▸ Work to complete
Find the line that contains "Where can the utility". Output it and every line after it to the end of the records, exactly as they appear.

▸ Data records
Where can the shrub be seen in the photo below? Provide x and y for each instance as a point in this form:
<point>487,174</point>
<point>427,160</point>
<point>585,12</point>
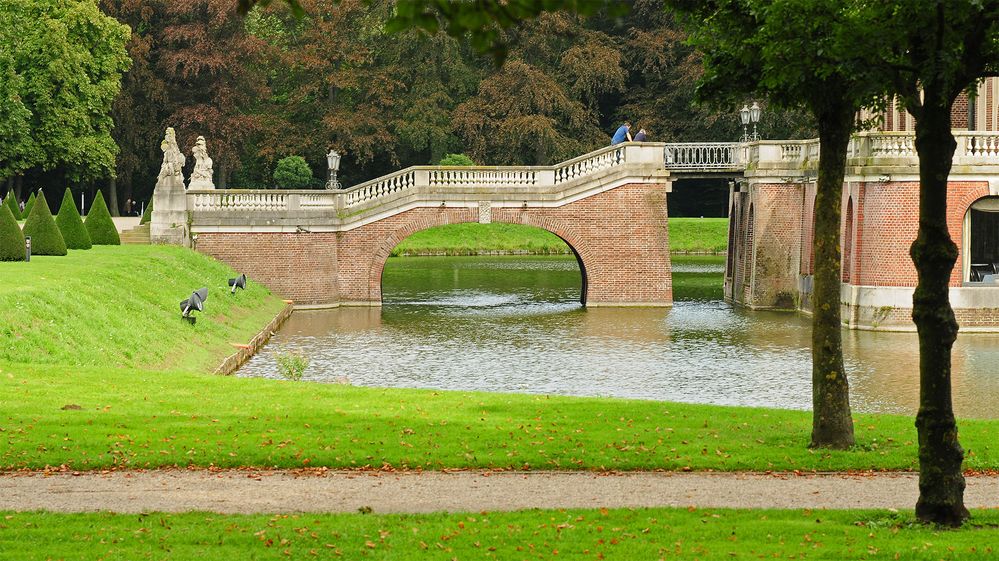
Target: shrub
<point>71,225</point>
<point>292,172</point>
<point>46,239</point>
<point>99,224</point>
<point>11,238</point>
<point>28,205</point>
<point>456,160</point>
<point>292,365</point>
<point>147,214</point>
<point>11,203</point>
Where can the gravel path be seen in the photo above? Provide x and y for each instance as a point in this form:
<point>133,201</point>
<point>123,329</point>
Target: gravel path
<point>270,492</point>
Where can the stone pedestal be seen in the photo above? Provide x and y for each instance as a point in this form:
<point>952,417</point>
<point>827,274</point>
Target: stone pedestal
<point>169,219</point>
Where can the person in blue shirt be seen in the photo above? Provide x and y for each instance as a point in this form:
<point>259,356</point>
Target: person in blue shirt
<point>621,134</point>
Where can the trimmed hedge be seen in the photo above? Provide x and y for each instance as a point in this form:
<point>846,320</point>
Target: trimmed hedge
<point>46,239</point>
<point>11,238</point>
<point>11,203</point>
<point>148,213</point>
<point>28,205</point>
<point>71,225</point>
<point>99,224</point>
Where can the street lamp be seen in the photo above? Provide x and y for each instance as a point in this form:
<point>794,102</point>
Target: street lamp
<point>333,162</point>
<point>754,116</point>
<point>749,115</point>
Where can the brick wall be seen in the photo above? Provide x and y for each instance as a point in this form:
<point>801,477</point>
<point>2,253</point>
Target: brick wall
<point>621,236</point>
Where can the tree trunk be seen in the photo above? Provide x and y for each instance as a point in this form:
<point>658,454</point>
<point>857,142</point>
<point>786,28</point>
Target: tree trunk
<point>941,482</point>
<point>113,197</point>
<point>832,424</point>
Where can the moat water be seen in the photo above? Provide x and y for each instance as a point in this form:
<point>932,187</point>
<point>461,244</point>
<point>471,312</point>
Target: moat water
<point>515,324</point>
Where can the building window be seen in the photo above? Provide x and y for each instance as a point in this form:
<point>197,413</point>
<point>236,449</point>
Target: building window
<point>982,240</point>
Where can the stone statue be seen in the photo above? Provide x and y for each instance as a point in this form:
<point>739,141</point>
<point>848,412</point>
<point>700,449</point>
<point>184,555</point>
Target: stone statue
<point>173,158</point>
<point>201,177</point>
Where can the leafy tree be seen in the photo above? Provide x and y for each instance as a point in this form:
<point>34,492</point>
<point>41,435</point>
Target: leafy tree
<point>11,238</point>
<point>99,224</point>
<point>292,172</point>
<point>10,201</point>
<point>46,239</point>
<point>940,49</point>
<point>71,225</point>
<point>456,160</point>
<point>68,59</point>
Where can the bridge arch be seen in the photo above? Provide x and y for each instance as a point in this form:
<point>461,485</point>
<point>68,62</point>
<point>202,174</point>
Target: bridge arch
<point>572,238</point>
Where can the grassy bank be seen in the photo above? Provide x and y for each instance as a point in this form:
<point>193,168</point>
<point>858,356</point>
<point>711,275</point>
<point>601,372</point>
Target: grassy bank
<point>118,306</point>
<point>138,419</point>
<point>687,235</point>
<point>627,535</point>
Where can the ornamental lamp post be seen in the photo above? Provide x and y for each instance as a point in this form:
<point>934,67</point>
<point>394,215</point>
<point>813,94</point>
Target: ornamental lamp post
<point>754,116</point>
<point>744,117</point>
<point>333,162</point>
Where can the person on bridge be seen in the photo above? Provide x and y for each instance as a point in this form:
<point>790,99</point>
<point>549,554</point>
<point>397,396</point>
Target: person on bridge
<point>622,134</point>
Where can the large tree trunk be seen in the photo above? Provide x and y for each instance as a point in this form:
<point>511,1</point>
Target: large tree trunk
<point>832,425</point>
<point>113,197</point>
<point>941,482</point>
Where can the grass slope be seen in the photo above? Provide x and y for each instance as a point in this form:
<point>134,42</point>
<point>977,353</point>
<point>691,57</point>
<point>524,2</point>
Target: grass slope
<point>152,419</point>
<point>118,306</point>
<point>619,534</point>
<point>687,235</point>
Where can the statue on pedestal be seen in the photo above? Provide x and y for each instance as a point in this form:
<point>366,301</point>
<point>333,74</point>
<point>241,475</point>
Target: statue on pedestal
<point>173,158</point>
<point>201,177</point>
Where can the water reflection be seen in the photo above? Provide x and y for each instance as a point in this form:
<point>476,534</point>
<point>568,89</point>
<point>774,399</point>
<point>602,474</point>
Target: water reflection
<point>514,324</point>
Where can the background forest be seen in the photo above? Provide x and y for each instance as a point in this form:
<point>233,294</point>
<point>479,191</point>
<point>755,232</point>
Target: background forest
<point>271,85</point>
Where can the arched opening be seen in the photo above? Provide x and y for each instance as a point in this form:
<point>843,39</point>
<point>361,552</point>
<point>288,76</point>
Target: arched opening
<point>981,242</point>
<point>472,265</point>
<point>848,242</point>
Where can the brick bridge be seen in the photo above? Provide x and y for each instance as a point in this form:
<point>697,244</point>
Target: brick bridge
<point>327,248</point>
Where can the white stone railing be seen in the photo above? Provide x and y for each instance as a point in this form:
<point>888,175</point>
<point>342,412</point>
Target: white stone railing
<point>436,179</point>
<point>590,163</point>
<point>706,156</point>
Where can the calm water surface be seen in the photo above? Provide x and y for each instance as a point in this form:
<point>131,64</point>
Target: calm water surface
<point>514,324</point>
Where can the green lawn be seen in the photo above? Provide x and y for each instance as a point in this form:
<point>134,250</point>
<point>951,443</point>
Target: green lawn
<point>694,235</point>
<point>619,534</point>
<point>144,419</point>
<point>118,306</point>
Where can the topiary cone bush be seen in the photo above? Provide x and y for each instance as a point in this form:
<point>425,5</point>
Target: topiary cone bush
<point>28,205</point>
<point>99,224</point>
<point>46,239</point>
<point>71,225</point>
<point>11,238</point>
<point>11,203</point>
<point>147,214</point>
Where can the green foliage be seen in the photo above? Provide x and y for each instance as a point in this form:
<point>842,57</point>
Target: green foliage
<point>147,214</point>
<point>456,160</point>
<point>46,239</point>
<point>60,71</point>
<point>292,172</point>
<point>292,365</point>
<point>11,238</point>
<point>99,224</point>
<point>28,205</point>
<point>10,201</point>
<point>71,225</point>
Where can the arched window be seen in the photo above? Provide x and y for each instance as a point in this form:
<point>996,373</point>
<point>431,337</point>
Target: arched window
<point>848,242</point>
<point>981,233</point>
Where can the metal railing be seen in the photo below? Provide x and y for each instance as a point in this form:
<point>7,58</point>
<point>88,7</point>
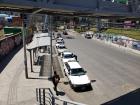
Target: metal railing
<point>44,96</point>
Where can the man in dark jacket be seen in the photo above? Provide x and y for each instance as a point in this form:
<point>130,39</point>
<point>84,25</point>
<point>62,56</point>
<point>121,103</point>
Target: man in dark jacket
<point>55,80</point>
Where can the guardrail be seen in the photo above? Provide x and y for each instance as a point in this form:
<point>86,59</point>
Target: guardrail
<point>8,43</point>
<point>45,97</point>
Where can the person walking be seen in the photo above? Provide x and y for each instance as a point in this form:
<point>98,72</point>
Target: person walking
<point>55,80</point>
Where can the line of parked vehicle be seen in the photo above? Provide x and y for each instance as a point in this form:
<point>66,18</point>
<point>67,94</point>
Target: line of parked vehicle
<point>76,75</point>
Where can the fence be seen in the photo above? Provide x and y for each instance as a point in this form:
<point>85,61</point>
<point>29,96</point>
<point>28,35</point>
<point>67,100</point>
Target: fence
<point>8,43</point>
<point>45,96</point>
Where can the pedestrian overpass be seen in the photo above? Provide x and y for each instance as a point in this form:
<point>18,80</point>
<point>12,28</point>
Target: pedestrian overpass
<point>97,8</point>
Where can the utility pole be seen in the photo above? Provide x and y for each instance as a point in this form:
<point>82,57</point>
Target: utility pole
<point>50,33</point>
<point>24,46</point>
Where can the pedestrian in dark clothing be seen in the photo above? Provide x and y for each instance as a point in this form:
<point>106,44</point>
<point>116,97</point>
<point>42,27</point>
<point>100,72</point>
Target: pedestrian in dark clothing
<point>55,80</point>
<point>75,57</point>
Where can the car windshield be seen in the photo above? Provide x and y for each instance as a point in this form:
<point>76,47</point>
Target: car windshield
<point>77,72</point>
<point>68,56</point>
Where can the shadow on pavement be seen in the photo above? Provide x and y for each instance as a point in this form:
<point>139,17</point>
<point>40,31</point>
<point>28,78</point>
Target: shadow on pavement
<point>132,98</point>
<point>8,58</point>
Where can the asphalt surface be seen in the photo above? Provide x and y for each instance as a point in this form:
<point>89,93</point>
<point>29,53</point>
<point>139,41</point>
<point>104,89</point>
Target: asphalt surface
<point>116,73</point>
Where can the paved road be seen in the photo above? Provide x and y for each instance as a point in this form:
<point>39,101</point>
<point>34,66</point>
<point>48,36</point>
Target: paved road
<point>116,72</point>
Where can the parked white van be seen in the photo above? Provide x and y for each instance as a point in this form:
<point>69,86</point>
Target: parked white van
<point>76,75</point>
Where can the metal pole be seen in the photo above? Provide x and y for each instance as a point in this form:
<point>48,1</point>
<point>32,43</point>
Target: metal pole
<point>44,101</point>
<point>31,61</point>
<point>40,97</point>
<point>37,94</point>
<point>25,55</point>
<point>50,31</point>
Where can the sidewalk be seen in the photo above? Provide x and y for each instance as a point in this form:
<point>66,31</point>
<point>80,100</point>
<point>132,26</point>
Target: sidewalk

▸ Expected answer
Where can the utility pole be seen in the photo above? Provide x and y for each instance as a point in this form:
<point>82,57</point>
Target: utility pole
<point>50,33</point>
<point>24,46</point>
Where can the pedestrian in dark clothing be seen in the photo above? Provide x and y for each instance as a point in this form:
<point>106,44</point>
<point>116,97</point>
<point>42,27</point>
<point>100,72</point>
Target: pedestrian in dark clothing
<point>55,80</point>
<point>75,57</point>
Where can the car windshield be seen in the photo above? Provide x and y for each instance as a point in this form:
<point>76,47</point>
Target: car windshield
<point>77,72</point>
<point>68,56</point>
Where can the shadow on pavement be seen in the photo above? Provide x and y for each instance as a point in this form:
<point>139,17</point>
<point>40,31</point>
<point>28,78</point>
Target: shadow on pavement
<point>132,98</point>
<point>8,58</point>
Where can the asphalt surface be seen in the photo above? Provide x and y for each instance as a point in this form:
<point>89,93</point>
<point>29,53</point>
<point>139,41</point>
<point>104,89</point>
Target: asphalt surface
<point>116,73</point>
Where can the paved road be seen in the photo above? Provide x and y for each instance as a point in this form:
<point>39,101</point>
<point>34,66</point>
<point>48,36</point>
Target: paved road
<point>116,72</point>
Where can the parked white van be seen in the photo above? Provide x and y for each instance as a point in this form:
<point>69,86</point>
Target: parked white van
<point>76,75</point>
Where can the metal pole be seen in the photo above? Provide x and y for each instance as a point in this form:
<point>48,1</point>
<point>32,43</point>
Target: metal pole
<point>44,101</point>
<point>31,61</point>
<point>40,97</point>
<point>37,94</point>
<point>25,55</point>
<point>50,31</point>
Where can the sidewalk be seen in the photo above? Provide x and y for each instance as a point in this form:
<point>66,31</point>
<point>80,100</point>
<point>132,26</point>
Target: sidewalk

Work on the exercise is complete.